▶ [WORK TO COMPLETE]:
Find the line containing "the man's beard.", then output it and every line after it through the end of the listing below, exactly as written.

▶ [DATA ROWS]:
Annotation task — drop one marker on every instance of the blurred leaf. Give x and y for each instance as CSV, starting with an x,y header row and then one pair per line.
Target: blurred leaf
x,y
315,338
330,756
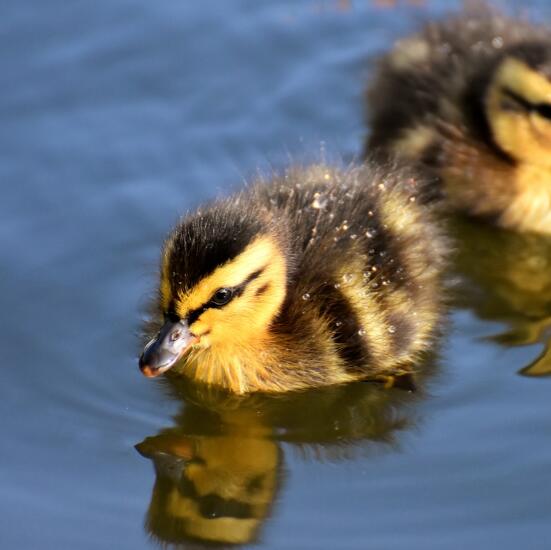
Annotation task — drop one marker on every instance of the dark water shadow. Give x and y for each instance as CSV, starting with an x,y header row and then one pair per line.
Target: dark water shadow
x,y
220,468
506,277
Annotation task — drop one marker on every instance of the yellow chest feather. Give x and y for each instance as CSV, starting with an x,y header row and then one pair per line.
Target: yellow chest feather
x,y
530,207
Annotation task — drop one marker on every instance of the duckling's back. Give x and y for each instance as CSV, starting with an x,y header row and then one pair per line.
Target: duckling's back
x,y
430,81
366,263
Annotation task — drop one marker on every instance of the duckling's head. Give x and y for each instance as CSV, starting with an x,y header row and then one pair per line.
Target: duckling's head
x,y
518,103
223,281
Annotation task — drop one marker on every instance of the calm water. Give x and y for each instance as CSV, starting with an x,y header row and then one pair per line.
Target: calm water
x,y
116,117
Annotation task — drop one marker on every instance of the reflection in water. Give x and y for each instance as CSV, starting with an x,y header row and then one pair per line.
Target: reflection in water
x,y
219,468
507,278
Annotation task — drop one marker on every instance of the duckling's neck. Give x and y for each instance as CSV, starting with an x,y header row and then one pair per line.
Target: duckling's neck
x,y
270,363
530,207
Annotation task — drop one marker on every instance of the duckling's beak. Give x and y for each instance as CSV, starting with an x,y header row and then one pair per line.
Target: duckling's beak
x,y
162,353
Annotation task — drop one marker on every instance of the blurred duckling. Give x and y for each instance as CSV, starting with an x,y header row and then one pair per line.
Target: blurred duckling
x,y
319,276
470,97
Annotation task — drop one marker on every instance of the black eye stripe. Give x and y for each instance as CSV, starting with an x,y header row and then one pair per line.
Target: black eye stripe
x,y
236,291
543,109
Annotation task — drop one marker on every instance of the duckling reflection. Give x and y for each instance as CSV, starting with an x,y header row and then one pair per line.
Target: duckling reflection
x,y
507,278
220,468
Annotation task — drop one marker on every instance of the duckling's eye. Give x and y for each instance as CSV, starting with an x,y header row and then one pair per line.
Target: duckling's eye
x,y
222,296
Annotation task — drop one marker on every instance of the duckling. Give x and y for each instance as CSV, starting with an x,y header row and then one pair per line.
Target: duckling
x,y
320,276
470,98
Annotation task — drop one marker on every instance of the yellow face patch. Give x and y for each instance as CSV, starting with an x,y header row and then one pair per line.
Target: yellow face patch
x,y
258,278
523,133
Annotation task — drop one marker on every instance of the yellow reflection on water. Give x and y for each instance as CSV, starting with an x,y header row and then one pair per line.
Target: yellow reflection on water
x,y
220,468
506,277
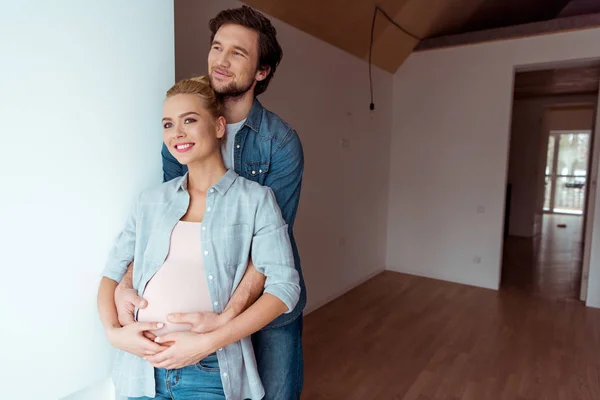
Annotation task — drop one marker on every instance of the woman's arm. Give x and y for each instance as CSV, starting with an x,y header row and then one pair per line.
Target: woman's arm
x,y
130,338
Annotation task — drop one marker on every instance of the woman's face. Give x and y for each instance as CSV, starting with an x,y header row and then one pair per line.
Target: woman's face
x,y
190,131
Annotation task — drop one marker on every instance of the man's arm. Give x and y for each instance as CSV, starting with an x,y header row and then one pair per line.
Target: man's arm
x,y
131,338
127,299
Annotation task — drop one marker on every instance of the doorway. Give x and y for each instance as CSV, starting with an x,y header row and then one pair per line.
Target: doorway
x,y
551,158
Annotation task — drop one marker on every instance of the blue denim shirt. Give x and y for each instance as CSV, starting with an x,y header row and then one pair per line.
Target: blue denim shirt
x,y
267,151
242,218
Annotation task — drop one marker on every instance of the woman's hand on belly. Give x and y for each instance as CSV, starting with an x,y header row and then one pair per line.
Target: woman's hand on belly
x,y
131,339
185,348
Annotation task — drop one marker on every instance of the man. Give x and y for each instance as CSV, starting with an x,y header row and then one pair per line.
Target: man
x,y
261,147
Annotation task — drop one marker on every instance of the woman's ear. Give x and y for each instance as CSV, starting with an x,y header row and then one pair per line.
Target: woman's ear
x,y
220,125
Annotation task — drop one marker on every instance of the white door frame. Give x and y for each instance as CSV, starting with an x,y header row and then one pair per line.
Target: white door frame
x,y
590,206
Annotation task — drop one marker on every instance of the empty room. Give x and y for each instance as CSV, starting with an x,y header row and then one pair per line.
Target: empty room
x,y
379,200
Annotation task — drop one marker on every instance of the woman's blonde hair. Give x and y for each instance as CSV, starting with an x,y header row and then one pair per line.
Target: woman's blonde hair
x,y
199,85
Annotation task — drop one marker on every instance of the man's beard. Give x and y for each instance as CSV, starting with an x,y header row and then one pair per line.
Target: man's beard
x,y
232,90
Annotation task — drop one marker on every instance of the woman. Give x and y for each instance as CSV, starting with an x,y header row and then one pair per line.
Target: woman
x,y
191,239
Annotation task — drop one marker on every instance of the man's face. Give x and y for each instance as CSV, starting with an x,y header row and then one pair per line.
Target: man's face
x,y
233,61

▶ [OUTPUT OF THE TASK]:
Annotation task — drop one marker on every instance of the man's beard. Give x and y for each instance as CSV, starting with an x,y header row and then one pair per line.
Target: man's beard
x,y
232,90
Annotation task — drop one marker on every instance of the woman. Give x and y for each instance as CSV, starting with an x,y header row and then one pair per line.
Target: woman
x,y
191,239
Annotation task — drop one marker on every instance of the man's face. Give x and y for each instance as CSV, starting with an x,y header row and then one pair per line.
Target: man's face
x,y
233,61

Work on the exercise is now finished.